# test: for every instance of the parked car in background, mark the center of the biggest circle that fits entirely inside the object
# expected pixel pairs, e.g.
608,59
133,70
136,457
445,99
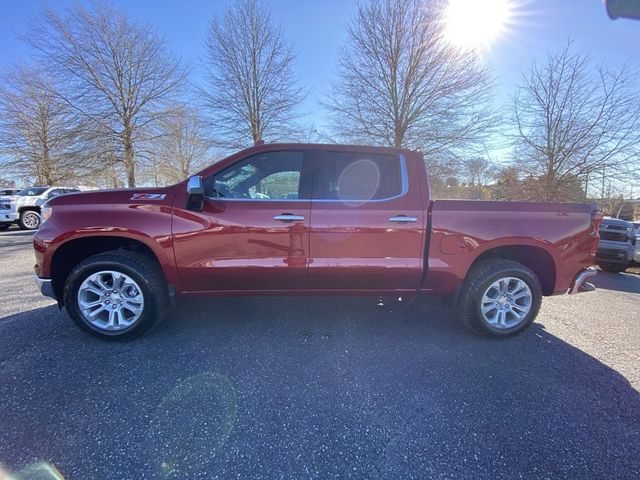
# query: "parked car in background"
309,219
636,249
617,245
25,207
::::::
* **Exercise brief**
Reproduce the material above line for line, without any changes, and leave the pictures out.

* **Complete output**
# test: for every instance of the parked car in background, mark the center of the biggest circle that fits entirely inside the object
# expected pixel pairs, e.g.
608,59
133,70
136,457
445,99
# query: "parked car in background"
309,219
636,249
617,245
25,207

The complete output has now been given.